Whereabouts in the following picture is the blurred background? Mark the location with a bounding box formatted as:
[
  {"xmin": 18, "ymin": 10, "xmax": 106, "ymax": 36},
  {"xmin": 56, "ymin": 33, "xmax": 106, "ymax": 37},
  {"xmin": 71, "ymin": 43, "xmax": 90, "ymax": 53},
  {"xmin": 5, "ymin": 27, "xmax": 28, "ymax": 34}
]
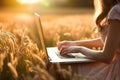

### PROBLEM TO WORK ON
Reproduce every one of the records above with "blurred background" replaced by "out-of-focus background", keeping all other text unchanged and leaving the pictures out.

### FULL OUTPUT
Whereabouts in the following picture is the out-of-focus background? Mark the location with a bounding box formatted as:
[
  {"xmin": 18, "ymin": 10, "xmax": 106, "ymax": 36},
  {"xmin": 56, "ymin": 33, "xmax": 106, "ymax": 37},
  {"xmin": 71, "ymin": 43, "xmax": 90, "ymax": 53},
  {"xmin": 5, "ymin": 27, "xmax": 28, "ymax": 34}
]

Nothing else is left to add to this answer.